- DOCUMENT PASSAGE
◆ ◆ ◆

This vignette is organized as follows. Section 2 describes the statistical methodology for the proposed MPP QTL detection procedures. Section 3 illustrates in detail the QTL detection procedure describing the different functions using a subset of the maize US-NAM population as example McMullen et al. (2009).

Statistical methodology

Connectivity

mppR allows to analyse any type of MPP design with minimally two crosses between at least three different parents. In such designs, the possibility to estimate QTL parameters (identifiability) is linked to the notion of connectivity of the design. It is always possible to estimate one effect per cross. Therefore, the number crosses ($n_{c}$) constitutes the largest number of QTL effects that can be estimated. The estimation of parental and ancestral effects is linked to the connectivity of the MPP design (Rebaï and Goffinet 2000). Taking for example the parental alleles, it is possible to estimate $n_{p} - 1 \leq n_{c}$ parental alleles per connected part of the design. Design connectivity can be defined using graph theory (Weeks and Williams 1964). Following graph theory, an MPP design can be represented by a graph where parents (alleles) are vertices or nodes and crosses are edges or lines (Figure 1). A connected graph, is a graph where there exists a walk from any node $i$ to any other node $j$. For example, the MPP design in Figure 1 is composed of two connected parts. Ideally, MPP QTL analysis should be run using only connected populations. The joint analysis of an MPP composed of several disjunct but internally connected parts is still possible. In that case, connectivity could follow from the sharing of a common ancestor by two parents of the design. For example if parents $P_{B}$ and $P_{E}$ of the MPP design of Figure 1 would receive their allele from the same ancestor, the MPP design would consist of a single connected part. For a bi-allelic model we assume that the design is fully connected. In any case, even if disconnected parts are analysed jointly, a minimal level of connection will be assumed by assuming that cofactors are shared in the whole population.

◆ ◆ ◆

- PROVIDED RECORDS

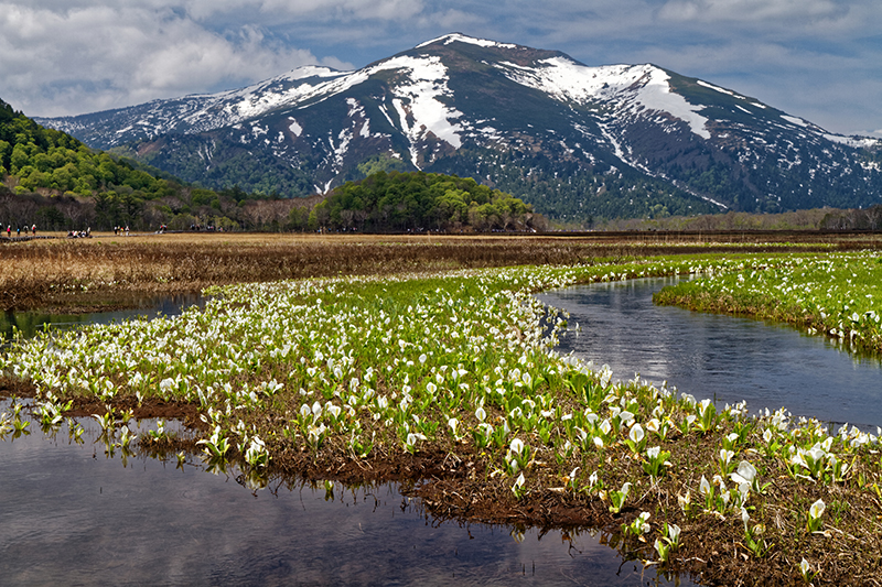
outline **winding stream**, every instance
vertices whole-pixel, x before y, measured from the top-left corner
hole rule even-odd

◆ ◆ ◆

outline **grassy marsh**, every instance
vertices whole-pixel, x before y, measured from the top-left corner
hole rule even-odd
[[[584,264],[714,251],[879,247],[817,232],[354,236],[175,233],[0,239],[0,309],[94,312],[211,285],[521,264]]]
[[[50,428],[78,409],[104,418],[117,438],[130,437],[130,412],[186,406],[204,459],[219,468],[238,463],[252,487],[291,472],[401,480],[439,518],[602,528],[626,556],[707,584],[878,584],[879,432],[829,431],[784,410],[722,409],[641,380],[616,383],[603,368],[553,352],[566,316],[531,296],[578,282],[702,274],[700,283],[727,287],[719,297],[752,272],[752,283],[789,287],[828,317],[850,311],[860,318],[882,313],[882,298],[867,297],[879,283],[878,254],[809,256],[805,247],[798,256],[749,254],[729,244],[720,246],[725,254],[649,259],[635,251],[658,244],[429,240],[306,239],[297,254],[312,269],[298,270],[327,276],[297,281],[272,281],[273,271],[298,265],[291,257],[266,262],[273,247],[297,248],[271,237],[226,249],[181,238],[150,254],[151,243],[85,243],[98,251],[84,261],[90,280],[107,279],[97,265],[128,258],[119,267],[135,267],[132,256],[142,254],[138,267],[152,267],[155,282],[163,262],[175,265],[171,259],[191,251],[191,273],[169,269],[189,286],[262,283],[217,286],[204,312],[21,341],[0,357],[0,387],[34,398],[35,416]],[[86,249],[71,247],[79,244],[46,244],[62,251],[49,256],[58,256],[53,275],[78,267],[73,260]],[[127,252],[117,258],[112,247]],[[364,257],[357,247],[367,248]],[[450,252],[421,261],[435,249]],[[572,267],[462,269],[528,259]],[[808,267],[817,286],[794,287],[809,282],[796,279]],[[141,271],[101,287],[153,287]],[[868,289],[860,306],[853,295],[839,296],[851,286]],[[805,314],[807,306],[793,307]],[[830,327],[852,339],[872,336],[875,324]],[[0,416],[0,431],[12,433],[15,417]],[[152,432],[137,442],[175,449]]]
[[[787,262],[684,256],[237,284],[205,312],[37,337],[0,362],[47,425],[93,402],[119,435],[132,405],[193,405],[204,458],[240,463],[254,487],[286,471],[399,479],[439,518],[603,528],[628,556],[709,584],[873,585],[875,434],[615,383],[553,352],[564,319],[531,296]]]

◆ ◆ ◆

- WHAT THE TASK REQUIRES
In the connectivity passage, what sets the largest number of QTL effects that can be estimated?

- OUTPUT
The number of crosses ($n_{c}$).